Text under study >>

*** Begin section ***

Tang Shunzhi (唐順之 (唐顺之, Táng Shùnzhī)) was a Chinese engineer, mathematician, statesman, and martial artist in the Ming dynasty.

==Biography==
Born in Wujin District, Nanzhili Province. At first, he was educated at home. Then he began preparing for state exams. At this time, he became interested in mathematics, especially the works of Islamic algebraists.

In 1529, he successfully passed the capital's huishi exam and received the degree of gongsheng. He was offered a position at the Hanlin Imperial Academy, but Tang chose to serve in the military department. Later, he received the position of Right Censor-in-Chief (右僉都御史). In 1533 he became a member of Huanling, where he organized archival records. However, due to illness, he left public service for some time.

After recovery, he returned to the imperial court. Then he received the post of Governor of Fengyang County (in modern Anhui Province) to strengthen the fight against pirates. During this service, Tang Shunzhi died in Tongzhou, having previously obtained success in destruction of the pirates. Posthumously, he was given the name Xiangwen.

*** End section ***

Saved entries
*** Begin section ***

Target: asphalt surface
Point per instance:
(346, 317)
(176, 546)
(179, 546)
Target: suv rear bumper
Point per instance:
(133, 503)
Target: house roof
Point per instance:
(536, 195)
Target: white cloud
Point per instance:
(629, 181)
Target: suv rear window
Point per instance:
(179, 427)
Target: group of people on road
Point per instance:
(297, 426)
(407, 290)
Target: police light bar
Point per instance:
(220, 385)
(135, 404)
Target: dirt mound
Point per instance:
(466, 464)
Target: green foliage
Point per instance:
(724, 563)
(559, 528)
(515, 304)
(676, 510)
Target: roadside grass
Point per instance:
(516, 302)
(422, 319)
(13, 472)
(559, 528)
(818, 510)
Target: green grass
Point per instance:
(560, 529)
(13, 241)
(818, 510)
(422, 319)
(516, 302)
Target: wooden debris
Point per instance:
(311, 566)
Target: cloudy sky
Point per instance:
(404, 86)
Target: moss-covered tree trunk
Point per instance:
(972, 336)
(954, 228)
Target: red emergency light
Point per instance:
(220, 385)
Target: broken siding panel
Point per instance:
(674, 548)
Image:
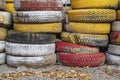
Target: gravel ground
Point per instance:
(58, 72)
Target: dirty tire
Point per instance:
(30, 38)
(31, 50)
(75, 48)
(85, 39)
(81, 60)
(31, 62)
(112, 59)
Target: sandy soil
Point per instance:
(58, 72)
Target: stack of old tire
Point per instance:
(10, 6)
(88, 29)
(32, 42)
(5, 22)
(113, 53)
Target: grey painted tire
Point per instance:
(30, 50)
(31, 62)
(112, 59)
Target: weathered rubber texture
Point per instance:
(3, 33)
(10, 7)
(40, 5)
(92, 15)
(112, 59)
(43, 28)
(85, 39)
(93, 28)
(116, 26)
(2, 58)
(30, 38)
(75, 48)
(118, 15)
(107, 4)
(2, 5)
(115, 37)
(31, 62)
(30, 50)
(2, 46)
(81, 60)
(37, 16)
(114, 49)
(9, 1)
(5, 19)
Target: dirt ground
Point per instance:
(58, 72)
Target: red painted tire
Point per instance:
(82, 60)
(75, 48)
(115, 37)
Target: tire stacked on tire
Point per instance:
(113, 53)
(32, 42)
(89, 25)
(5, 22)
(10, 6)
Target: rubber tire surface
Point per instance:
(75, 48)
(43, 28)
(112, 59)
(92, 15)
(2, 58)
(107, 4)
(85, 39)
(39, 5)
(93, 28)
(81, 60)
(31, 50)
(114, 49)
(37, 16)
(115, 37)
(2, 46)
(10, 7)
(116, 26)
(30, 38)
(31, 62)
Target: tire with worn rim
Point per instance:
(85, 39)
(29, 49)
(30, 38)
(31, 62)
(81, 60)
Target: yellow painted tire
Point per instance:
(93, 28)
(107, 4)
(118, 14)
(10, 7)
(92, 15)
(9, 1)
(3, 33)
(47, 28)
(85, 39)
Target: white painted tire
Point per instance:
(116, 26)
(37, 16)
(2, 58)
(114, 49)
(33, 62)
(112, 59)
(2, 46)
(29, 49)
(5, 18)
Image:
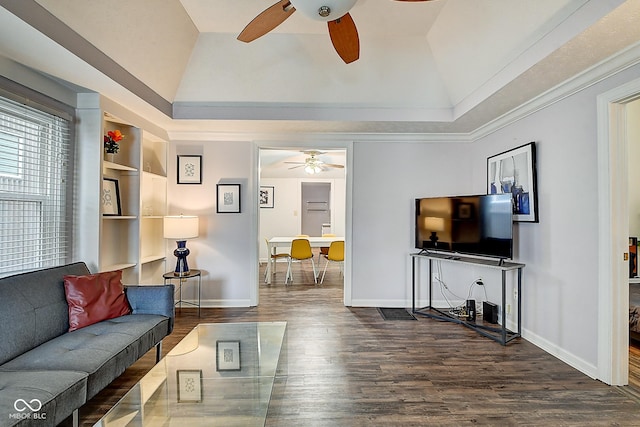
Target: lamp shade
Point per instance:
(180, 227)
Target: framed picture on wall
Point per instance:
(228, 197)
(514, 172)
(189, 169)
(266, 197)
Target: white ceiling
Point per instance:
(443, 66)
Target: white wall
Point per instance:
(387, 177)
(224, 248)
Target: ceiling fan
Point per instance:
(342, 29)
(313, 165)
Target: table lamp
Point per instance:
(180, 228)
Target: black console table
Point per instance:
(498, 333)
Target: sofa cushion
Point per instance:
(103, 350)
(34, 308)
(53, 396)
(95, 297)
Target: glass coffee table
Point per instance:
(220, 374)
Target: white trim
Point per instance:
(613, 231)
(219, 303)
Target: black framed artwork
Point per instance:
(228, 197)
(514, 172)
(266, 196)
(189, 169)
(110, 197)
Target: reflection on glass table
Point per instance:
(220, 374)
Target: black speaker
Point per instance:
(489, 312)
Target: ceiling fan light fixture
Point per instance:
(323, 10)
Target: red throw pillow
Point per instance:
(94, 298)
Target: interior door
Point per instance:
(316, 208)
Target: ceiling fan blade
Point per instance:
(344, 36)
(266, 21)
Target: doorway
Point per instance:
(283, 175)
(613, 234)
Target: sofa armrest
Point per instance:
(156, 299)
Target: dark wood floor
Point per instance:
(349, 367)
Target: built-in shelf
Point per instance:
(122, 266)
(118, 166)
(152, 258)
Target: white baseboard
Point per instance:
(218, 303)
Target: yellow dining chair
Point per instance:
(273, 258)
(336, 254)
(300, 251)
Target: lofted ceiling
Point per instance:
(442, 66)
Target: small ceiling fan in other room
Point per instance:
(342, 29)
(313, 165)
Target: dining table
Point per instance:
(285, 241)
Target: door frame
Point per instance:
(294, 143)
(613, 234)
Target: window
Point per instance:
(34, 167)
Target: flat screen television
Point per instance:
(474, 225)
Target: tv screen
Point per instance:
(476, 225)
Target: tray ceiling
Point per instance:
(444, 66)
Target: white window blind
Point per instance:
(34, 161)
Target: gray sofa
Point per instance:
(46, 372)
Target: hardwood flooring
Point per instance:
(349, 367)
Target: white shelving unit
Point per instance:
(153, 206)
(131, 242)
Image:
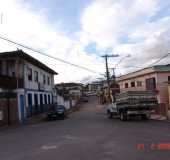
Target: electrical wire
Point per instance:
(44, 54)
(157, 61)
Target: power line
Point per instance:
(157, 61)
(44, 54)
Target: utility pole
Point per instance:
(1, 18)
(108, 74)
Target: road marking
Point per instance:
(45, 147)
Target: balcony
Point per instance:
(7, 82)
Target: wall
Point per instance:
(139, 78)
(162, 83)
(10, 106)
(34, 85)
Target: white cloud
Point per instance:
(106, 22)
(30, 27)
(109, 22)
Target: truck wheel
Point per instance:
(123, 116)
(146, 116)
(110, 115)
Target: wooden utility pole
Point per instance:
(108, 74)
(1, 18)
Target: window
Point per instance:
(45, 98)
(139, 83)
(29, 99)
(29, 74)
(169, 79)
(132, 84)
(44, 79)
(150, 84)
(35, 76)
(126, 85)
(48, 80)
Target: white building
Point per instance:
(31, 80)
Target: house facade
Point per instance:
(156, 78)
(30, 80)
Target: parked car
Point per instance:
(56, 112)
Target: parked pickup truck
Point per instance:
(133, 103)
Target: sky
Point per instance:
(81, 31)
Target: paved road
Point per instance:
(86, 135)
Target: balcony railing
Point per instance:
(7, 82)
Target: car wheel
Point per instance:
(146, 116)
(123, 116)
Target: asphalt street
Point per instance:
(87, 134)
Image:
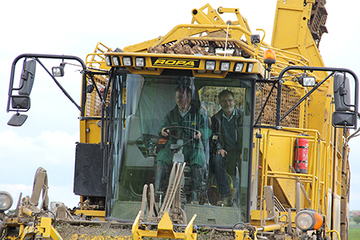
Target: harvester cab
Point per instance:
(138, 132)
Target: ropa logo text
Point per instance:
(175, 62)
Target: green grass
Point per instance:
(354, 233)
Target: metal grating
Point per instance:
(288, 99)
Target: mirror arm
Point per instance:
(60, 86)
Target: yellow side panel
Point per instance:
(336, 213)
(90, 131)
(291, 31)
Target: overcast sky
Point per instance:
(48, 137)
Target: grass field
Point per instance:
(354, 233)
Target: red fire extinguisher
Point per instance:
(301, 155)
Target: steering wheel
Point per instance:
(178, 127)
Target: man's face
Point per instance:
(227, 103)
(183, 100)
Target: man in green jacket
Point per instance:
(226, 145)
(184, 117)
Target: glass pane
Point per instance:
(182, 119)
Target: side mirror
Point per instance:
(344, 119)
(342, 92)
(27, 77)
(17, 120)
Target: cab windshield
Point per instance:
(202, 122)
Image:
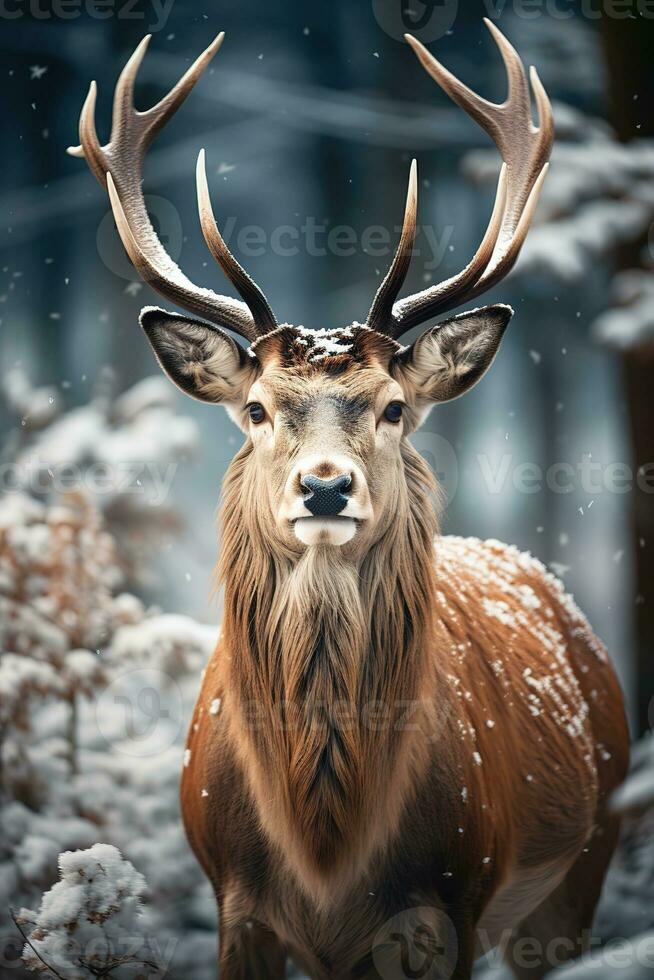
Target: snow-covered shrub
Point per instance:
(119, 450)
(88, 922)
(77, 656)
(597, 197)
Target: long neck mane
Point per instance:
(323, 656)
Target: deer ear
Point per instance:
(201, 359)
(447, 360)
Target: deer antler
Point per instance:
(525, 150)
(117, 166)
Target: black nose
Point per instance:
(327, 498)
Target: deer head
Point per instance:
(326, 412)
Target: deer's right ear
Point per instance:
(202, 360)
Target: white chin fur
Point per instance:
(325, 530)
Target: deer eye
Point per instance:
(257, 412)
(393, 412)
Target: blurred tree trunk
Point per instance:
(628, 46)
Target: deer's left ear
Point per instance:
(447, 360)
(201, 359)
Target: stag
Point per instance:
(404, 743)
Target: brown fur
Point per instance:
(399, 728)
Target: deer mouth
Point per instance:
(336, 530)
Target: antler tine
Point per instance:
(117, 166)
(382, 305)
(246, 286)
(525, 150)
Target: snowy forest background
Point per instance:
(110, 478)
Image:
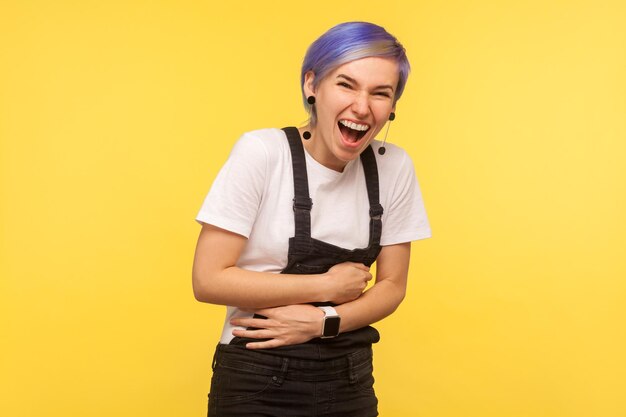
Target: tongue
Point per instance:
(350, 135)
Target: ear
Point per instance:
(308, 84)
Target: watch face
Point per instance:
(331, 326)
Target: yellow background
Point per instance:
(116, 115)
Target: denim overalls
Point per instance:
(323, 377)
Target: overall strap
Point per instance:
(368, 159)
(302, 202)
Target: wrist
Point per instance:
(330, 322)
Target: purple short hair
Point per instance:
(348, 42)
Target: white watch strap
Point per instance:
(329, 311)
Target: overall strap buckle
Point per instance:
(303, 203)
(376, 212)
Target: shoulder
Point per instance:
(260, 144)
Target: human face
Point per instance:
(353, 103)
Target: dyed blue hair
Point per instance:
(348, 42)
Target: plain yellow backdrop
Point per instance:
(115, 117)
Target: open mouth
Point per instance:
(352, 132)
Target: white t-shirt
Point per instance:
(253, 196)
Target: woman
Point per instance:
(290, 228)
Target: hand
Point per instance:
(347, 280)
(287, 325)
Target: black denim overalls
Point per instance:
(311, 256)
(323, 377)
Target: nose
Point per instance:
(360, 106)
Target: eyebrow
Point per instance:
(352, 80)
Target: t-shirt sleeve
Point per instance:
(235, 196)
(405, 219)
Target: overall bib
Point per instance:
(323, 377)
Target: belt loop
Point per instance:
(215, 357)
(351, 373)
(278, 380)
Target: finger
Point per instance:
(268, 344)
(250, 322)
(253, 334)
(360, 266)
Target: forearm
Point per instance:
(374, 305)
(246, 289)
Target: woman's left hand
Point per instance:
(287, 325)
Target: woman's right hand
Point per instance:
(347, 281)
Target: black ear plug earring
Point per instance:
(311, 100)
(382, 150)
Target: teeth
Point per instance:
(354, 126)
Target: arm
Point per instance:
(217, 280)
(295, 324)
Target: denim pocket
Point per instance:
(363, 377)
(237, 384)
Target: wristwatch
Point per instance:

*** End section ***

Exercise requirements >>
1) Answer these questions about the Tang Shunzhi biography:
(a) In what year did Tang pass the capital's huishi exam?
(b) What did he organize after becoming a member of Huanling in 1533?
(c) What name was he given posthumously?
2) Reproduce the Tang Shunzhi biography from "Tang Shunzhi (唐順之" to "for some time.".
3) Could you resume the Tang Shunzhi biography after its final sentence?

Expected responses >>
1)
(a) 1529
(b) Archival records
(c) Xiangwen

2)
Tang Shunzhi (唐順之 (唐顺之, Táng Shùnzhī)) was a Chinese engineer, mathematician, statesman, and martial artist in the Ming dynasty.

==Biography==
Born in Wujin District, Nanzhili Province. At first, he was educated at home. Then he began preparing for state exams. At this time, he became interested in mathematics, especially the works of Islamic algebraists.

In 1529, he successfully passed the capital's huishi exam and received the degree of gongsheng. He was offered a position at the Hanlin Imperial Academy, but Tang chose to serve in the military department. Later, he received the position of Right Censor-in-Chief (右僉都御史). In 1533 he became a member of Huanling, where he organized archival records. However, due to illness, he left public service for some time.

3)
==Mathematics==
Tang Shunzhi has to his credit works on studying methods for measuring the elements of a circle. He wrote five books: Gougu Cewang Lun (勾股測望論, “Considerations Concerning Measurement at Distances of the Major and Minor Legs”), Gougu Rong Fangyuan Lun (勾股容方圓論, “Discourse on the Circle and the Square, what the larger and smaller legs contain"), Fenfa Lun (分法論, "Reflections on Methods of Distribution"), Liufen Lun (六分論, "Reflections on Division by Six"), Hushi Lun (弧矢論, “Judgements about the arc and chord”), of which the last one is the most important.